Count the lines in the material below that contain the string "white", treating uppercase and lowercase as different. Reply with the number alone.

>> START Data lines

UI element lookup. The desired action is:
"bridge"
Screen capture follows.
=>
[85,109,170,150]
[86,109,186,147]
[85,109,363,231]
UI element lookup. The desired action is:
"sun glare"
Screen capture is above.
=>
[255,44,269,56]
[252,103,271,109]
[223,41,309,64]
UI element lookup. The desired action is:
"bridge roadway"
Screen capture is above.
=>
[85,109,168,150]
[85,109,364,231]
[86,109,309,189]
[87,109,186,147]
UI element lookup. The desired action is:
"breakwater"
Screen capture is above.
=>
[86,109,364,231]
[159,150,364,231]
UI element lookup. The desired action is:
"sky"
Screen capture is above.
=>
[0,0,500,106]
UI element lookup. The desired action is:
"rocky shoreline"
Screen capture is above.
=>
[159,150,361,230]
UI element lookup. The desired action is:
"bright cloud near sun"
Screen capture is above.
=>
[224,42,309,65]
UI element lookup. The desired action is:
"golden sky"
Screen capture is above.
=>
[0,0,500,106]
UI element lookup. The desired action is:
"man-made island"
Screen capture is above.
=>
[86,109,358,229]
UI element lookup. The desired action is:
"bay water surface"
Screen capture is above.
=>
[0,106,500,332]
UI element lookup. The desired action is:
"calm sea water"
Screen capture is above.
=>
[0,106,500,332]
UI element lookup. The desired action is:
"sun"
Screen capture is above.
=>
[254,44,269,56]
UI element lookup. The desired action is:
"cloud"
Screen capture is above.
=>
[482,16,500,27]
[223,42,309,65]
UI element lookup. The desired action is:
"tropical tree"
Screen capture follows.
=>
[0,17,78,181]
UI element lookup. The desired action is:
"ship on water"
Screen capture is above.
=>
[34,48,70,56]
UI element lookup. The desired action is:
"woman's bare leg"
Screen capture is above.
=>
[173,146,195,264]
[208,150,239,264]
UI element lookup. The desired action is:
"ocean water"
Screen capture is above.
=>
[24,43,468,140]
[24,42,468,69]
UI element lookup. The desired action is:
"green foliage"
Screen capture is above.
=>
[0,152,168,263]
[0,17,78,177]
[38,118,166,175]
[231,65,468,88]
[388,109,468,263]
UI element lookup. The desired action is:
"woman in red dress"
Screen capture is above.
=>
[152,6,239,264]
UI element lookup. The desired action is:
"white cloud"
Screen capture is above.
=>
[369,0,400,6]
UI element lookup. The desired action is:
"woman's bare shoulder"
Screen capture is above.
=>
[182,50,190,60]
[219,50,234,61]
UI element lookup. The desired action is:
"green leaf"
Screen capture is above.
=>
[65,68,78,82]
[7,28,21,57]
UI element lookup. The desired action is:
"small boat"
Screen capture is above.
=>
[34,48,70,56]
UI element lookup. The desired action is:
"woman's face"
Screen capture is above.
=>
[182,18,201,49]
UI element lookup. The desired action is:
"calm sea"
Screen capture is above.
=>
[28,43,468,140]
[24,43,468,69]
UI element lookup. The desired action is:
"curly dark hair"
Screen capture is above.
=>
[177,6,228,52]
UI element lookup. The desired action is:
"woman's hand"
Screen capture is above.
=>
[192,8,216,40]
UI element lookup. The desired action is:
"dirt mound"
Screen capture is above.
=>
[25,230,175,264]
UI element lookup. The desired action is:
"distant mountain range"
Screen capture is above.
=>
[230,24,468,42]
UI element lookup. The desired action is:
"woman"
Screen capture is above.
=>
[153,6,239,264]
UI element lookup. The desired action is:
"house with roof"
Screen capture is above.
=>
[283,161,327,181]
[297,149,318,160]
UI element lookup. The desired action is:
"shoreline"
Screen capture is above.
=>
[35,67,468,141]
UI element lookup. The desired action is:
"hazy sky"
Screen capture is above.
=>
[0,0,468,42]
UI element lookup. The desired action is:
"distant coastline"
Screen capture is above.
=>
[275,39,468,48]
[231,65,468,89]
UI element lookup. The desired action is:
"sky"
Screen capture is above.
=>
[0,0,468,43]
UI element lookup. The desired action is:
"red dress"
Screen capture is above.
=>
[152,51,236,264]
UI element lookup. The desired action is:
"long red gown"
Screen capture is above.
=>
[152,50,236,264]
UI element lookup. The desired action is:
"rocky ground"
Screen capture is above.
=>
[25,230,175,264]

>> END Data lines
>> START Data lines

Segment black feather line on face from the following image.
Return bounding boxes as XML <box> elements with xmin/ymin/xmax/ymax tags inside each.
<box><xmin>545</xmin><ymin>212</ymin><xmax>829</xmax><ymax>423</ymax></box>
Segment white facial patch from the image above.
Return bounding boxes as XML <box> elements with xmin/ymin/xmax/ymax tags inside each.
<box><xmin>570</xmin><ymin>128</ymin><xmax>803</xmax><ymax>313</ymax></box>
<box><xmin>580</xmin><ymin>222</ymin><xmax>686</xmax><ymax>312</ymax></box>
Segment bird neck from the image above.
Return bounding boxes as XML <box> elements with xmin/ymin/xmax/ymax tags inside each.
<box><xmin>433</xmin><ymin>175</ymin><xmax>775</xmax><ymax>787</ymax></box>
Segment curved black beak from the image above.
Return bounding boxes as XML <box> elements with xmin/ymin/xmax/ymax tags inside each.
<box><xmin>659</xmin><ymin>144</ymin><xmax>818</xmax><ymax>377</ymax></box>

>> END Data lines

Result
2